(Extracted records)

##########

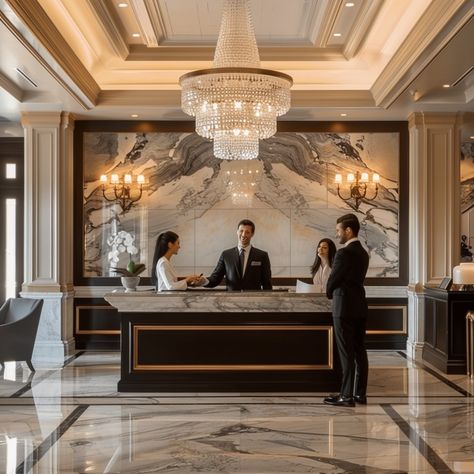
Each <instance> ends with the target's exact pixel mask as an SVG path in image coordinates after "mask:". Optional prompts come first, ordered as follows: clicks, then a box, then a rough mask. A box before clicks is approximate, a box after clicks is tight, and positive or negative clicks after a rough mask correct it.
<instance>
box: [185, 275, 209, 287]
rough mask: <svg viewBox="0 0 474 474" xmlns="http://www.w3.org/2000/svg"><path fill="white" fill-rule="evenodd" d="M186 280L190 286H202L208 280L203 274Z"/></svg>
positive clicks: (191, 275)
mask: <svg viewBox="0 0 474 474" xmlns="http://www.w3.org/2000/svg"><path fill="white" fill-rule="evenodd" d="M185 280H186V283H187V284H188V285H189V286H201V285H203V284H204V282H205V281H206V278H205V277H203V274H202V273H201V274H200V275H188V276H187V277H185Z"/></svg>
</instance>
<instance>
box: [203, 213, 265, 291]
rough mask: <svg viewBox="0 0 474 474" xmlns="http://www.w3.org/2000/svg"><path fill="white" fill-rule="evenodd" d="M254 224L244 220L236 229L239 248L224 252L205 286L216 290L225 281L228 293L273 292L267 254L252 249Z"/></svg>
mask: <svg viewBox="0 0 474 474" xmlns="http://www.w3.org/2000/svg"><path fill="white" fill-rule="evenodd" d="M254 233H255V224H254V223H253V222H252V221H250V220H248V219H243V220H241V221H240V222H239V224H238V225H237V238H238V245H237V247H233V248H231V249H227V250H224V252H222V254H221V256H220V258H219V261H218V262H217V266H216V268H215V269H214V271H213V272H212V275H211V276H209V277H208V278H206V279H204V282H203V284H204V286H207V287H210V288H213V287H215V286H217V285H218V284H219V283H220V282H221V281H222V279H223V278H224V276H225V278H226V285H227V290H230V291H243V290H271V289H272V271H271V267H270V259H269V258H268V253H267V252H265V251H263V250H260V249H257V248H255V247H252V245H251V244H250V241H251V239H252V237H253V235H254Z"/></svg>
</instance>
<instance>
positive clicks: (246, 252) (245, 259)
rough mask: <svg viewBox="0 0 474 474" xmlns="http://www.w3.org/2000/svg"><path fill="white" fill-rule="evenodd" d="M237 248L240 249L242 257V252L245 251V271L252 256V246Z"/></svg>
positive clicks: (248, 245) (237, 245)
mask: <svg viewBox="0 0 474 474" xmlns="http://www.w3.org/2000/svg"><path fill="white" fill-rule="evenodd" d="M237 248H238V249H239V256H240V251H241V249H244V250H245V254H244V269H245V268H247V262H248V261H249V255H250V249H251V248H252V245H250V244H249V245H247V247H242V246H241V245H237ZM244 274H245V272H242V276H244Z"/></svg>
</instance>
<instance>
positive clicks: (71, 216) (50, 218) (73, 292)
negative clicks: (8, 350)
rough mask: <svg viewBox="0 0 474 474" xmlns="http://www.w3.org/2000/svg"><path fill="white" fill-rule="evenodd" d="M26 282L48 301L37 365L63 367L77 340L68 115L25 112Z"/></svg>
mask: <svg viewBox="0 0 474 474" xmlns="http://www.w3.org/2000/svg"><path fill="white" fill-rule="evenodd" d="M22 124H23V127H24V131H25V242H24V246H25V256H24V258H25V273H24V275H25V281H24V283H23V286H22V293H21V295H22V296H23V297H25V298H26V297H28V298H42V299H43V300H44V305H43V311H42V314H41V320H40V325H39V328H38V335H37V337H36V344H35V350H34V353H33V363H34V364H37V365H49V366H51V365H52V366H60V365H62V364H63V362H64V358H65V357H66V356H68V355H69V354H71V353H72V352H73V351H74V338H73V296H74V291H73V289H74V288H73V279H72V266H73V252H72V240H73V233H72V230H73V226H72V218H73V194H72V189H73V166H72V165H73V153H72V144H73V128H74V121H73V120H72V117H71V116H70V115H69V114H67V113H61V112H24V113H23V114H22Z"/></svg>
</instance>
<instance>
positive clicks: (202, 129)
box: [180, 0, 292, 160]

##########

**Task directions:** Leaving pictures aside, write out each record above exactly as given.

**Reply:**
Each <instance> ends with the target's exact pixel mask as an SVG path in image coordinates after "mask:". Optional prompts come first, ordered as follows: clicks, then a box, then a rough mask. A box before clicks is approximate, a box after clicks is tight, and positive or negative clicks after a rough mask correct it.
<instance>
box: [185, 275, 209, 287]
rough mask: <svg viewBox="0 0 474 474" xmlns="http://www.w3.org/2000/svg"><path fill="white" fill-rule="evenodd" d="M186 280L190 286H202L208 280L203 274Z"/></svg>
positive clicks: (191, 275)
mask: <svg viewBox="0 0 474 474" xmlns="http://www.w3.org/2000/svg"><path fill="white" fill-rule="evenodd" d="M185 280H186V283H187V284H188V285H189V286H201V285H203V284H204V282H205V281H206V278H205V277H203V274H202V273H201V274H200V275H188V276H187V277H185Z"/></svg>
</instance>
<instance>
box: [203, 213, 265, 291]
rough mask: <svg viewBox="0 0 474 474" xmlns="http://www.w3.org/2000/svg"><path fill="white" fill-rule="evenodd" d="M254 224L244 220L236 229L239 248L224 252L205 286L216 290L225 281L228 293L273 292L267 254L252 249Z"/></svg>
mask: <svg viewBox="0 0 474 474" xmlns="http://www.w3.org/2000/svg"><path fill="white" fill-rule="evenodd" d="M254 233H255V224H254V223H253V222H252V221H250V220H248V219H243V220H241V221H240V222H239V224H238V225H237V238H238V245H237V247H233V248H231V249H227V250H224V252H222V254H221V256H220V258H219V261H218V262H217V266H216V268H215V269H214V271H213V272H212V275H211V276H209V277H208V278H206V279H204V282H203V284H204V286H207V287H210V288H213V287H215V286H217V285H218V284H219V283H220V282H221V281H222V279H223V278H224V276H225V278H226V285H227V290H230V291H243V290H271V289H272V271H271V267H270V259H269V258H268V253H267V252H265V251H263V250H260V249H257V248H255V247H252V245H251V244H250V241H251V239H252V237H253V235H254Z"/></svg>
</instance>
<instance>
positive clicks: (246, 252) (245, 259)
rough mask: <svg viewBox="0 0 474 474" xmlns="http://www.w3.org/2000/svg"><path fill="white" fill-rule="evenodd" d="M237 248L240 249L242 257V252L245 251V271L252 256V246Z"/></svg>
positive clicks: (248, 245) (237, 245)
mask: <svg viewBox="0 0 474 474" xmlns="http://www.w3.org/2000/svg"><path fill="white" fill-rule="evenodd" d="M237 248H238V249H239V256H240V251H241V249H244V250H245V254H244V269H245V268H247V262H248V261H249V255H250V249H251V248H252V245H250V244H249V245H247V247H242V246H241V245H237ZM244 274H245V272H242V276H244Z"/></svg>
</instance>
<instance>
positive clicks: (71, 216) (50, 218) (73, 292)
negative clicks: (8, 350)
rough mask: <svg viewBox="0 0 474 474" xmlns="http://www.w3.org/2000/svg"><path fill="white" fill-rule="evenodd" d="M26 282L48 301L37 365L63 367L77 340L68 115L25 112Z"/></svg>
mask: <svg viewBox="0 0 474 474" xmlns="http://www.w3.org/2000/svg"><path fill="white" fill-rule="evenodd" d="M22 124H23V127H24V131H25V242H24V246H25V256H24V258H25V273H24V275H25V281H24V283H23V286H22V293H21V295H22V296H23V297H25V298H26V297H28V298H42V299H43V300H44V305H43V311H42V314H41V320H40V325H39V328H38V335H37V337H36V344H35V350H34V353H33V363H34V364H37V365H49V366H51V365H52V366H60V365H62V364H63V362H64V358H65V357H66V356H68V355H69V354H71V353H72V352H73V351H74V338H73V296H74V291H73V289H74V288H73V279H72V266H73V252H72V240H73V233H72V230H73V226H72V218H73V194H72V189H73V166H72V165H73V153H72V144H73V128H74V121H73V120H72V117H71V116H70V115H69V114H67V113H61V112H24V113H23V114H22Z"/></svg>
</instance>
<instance>
positive clicks: (202, 129)
box: [180, 0, 292, 160]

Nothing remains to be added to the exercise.